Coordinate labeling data
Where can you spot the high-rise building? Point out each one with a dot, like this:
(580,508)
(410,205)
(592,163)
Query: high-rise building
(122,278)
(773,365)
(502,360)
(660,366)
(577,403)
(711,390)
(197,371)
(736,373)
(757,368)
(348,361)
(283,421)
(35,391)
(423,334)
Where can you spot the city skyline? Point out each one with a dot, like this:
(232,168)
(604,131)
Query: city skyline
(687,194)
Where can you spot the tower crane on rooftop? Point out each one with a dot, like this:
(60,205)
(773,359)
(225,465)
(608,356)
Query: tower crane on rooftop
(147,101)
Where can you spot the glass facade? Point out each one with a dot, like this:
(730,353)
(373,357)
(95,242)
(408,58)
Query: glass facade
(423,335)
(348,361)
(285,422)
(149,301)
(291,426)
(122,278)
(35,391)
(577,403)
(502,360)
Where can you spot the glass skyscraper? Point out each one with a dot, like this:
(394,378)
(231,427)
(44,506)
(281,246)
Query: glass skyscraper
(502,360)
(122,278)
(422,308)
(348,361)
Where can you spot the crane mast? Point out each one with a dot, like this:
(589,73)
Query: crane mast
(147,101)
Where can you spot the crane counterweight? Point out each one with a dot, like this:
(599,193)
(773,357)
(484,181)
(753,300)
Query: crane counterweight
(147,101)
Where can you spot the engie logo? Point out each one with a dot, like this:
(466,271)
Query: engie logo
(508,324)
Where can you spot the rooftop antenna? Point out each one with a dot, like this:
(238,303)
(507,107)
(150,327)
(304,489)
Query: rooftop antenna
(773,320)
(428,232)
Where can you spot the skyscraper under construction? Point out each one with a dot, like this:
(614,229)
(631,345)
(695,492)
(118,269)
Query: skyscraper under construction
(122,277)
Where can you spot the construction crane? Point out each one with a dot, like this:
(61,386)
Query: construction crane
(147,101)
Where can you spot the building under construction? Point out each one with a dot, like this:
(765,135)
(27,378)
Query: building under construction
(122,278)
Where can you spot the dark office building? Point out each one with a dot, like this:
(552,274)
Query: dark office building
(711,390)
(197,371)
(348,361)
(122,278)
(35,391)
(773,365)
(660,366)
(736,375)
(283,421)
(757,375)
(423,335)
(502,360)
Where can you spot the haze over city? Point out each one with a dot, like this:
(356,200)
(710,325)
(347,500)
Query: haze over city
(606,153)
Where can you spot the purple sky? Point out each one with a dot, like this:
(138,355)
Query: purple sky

TO DO
Update the lines from the one containing "Where can you spot the construction" through the final line, inclusive, by replacing "Query" with "Target" and leaving everything else unchanged. Give only those lines.

OUTPUT FOR THIS EXERCISE
Where can you spot the construction crane? Point out each one with a dot, like this:
(61,386)
Target: construction crane
(147,101)
Where can you spot the building under construction? Point out each one with a dot, like this:
(765,135)
(27,378)
Target: building under construction
(122,278)
Where can you spot the dark office building? Point out each one with a dot, like this:
(552,274)
Target: dark office building
(711,390)
(197,371)
(348,361)
(122,278)
(35,391)
(773,365)
(660,366)
(736,375)
(283,421)
(757,375)
(423,335)
(502,360)
Where can you spot the haze over city? Point out each one with a dot, like this:
(356,200)
(710,325)
(347,500)
Target: haze over city
(606,153)
Where can you spot the purple sky? Point out each one with a dot, like this:
(138,355)
Target: purple sky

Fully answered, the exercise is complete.